*Supplied material*:
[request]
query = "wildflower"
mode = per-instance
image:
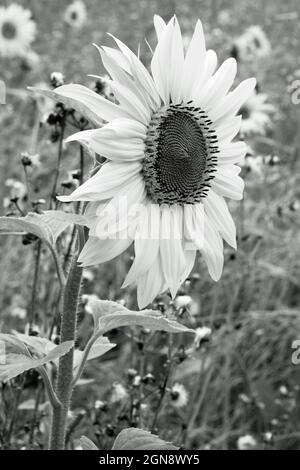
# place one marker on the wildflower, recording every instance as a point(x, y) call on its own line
point(253, 44)
point(19, 312)
point(17, 189)
point(256, 115)
point(183, 301)
point(30, 160)
point(75, 14)
point(57, 79)
point(170, 156)
point(88, 275)
point(246, 442)
point(179, 395)
point(17, 31)
point(88, 300)
point(119, 393)
point(202, 334)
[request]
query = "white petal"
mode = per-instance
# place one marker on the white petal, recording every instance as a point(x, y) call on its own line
point(98, 105)
point(111, 177)
point(159, 25)
point(232, 153)
point(218, 85)
point(171, 247)
point(217, 210)
point(139, 72)
point(231, 103)
point(150, 284)
point(194, 64)
point(146, 242)
point(212, 250)
point(228, 185)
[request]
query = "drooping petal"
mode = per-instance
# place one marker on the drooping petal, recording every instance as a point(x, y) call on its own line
point(146, 243)
point(231, 103)
point(194, 64)
point(105, 183)
point(98, 105)
point(212, 250)
point(217, 210)
point(150, 284)
point(228, 184)
point(159, 25)
point(171, 246)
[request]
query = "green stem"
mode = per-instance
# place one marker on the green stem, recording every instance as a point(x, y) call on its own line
point(65, 369)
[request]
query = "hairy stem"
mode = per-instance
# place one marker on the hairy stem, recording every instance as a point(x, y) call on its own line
point(65, 369)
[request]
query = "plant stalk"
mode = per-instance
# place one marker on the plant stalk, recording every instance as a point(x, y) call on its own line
point(65, 370)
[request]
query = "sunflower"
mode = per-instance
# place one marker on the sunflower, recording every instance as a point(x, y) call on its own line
point(256, 114)
point(253, 44)
point(17, 31)
point(75, 14)
point(170, 158)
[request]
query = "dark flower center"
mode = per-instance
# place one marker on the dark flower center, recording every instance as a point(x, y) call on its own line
point(9, 30)
point(180, 155)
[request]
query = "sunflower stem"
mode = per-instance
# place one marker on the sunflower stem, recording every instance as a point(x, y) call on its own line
point(64, 385)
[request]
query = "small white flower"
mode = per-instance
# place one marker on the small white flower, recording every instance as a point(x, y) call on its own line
point(179, 395)
point(119, 393)
point(88, 275)
point(88, 300)
point(202, 333)
point(17, 31)
point(183, 301)
point(19, 312)
point(18, 190)
point(246, 442)
point(75, 14)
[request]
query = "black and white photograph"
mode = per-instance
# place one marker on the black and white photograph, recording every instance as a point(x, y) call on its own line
point(149, 228)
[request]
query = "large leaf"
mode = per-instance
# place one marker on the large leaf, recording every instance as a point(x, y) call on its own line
point(70, 103)
point(87, 444)
point(109, 315)
point(101, 346)
point(17, 358)
point(139, 439)
point(46, 226)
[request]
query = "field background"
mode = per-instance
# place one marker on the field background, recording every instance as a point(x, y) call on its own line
point(253, 310)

*Request*: How many lines in the rows above contain the string "petal"? Reply with the number alone.

*Result of the exercise*: 4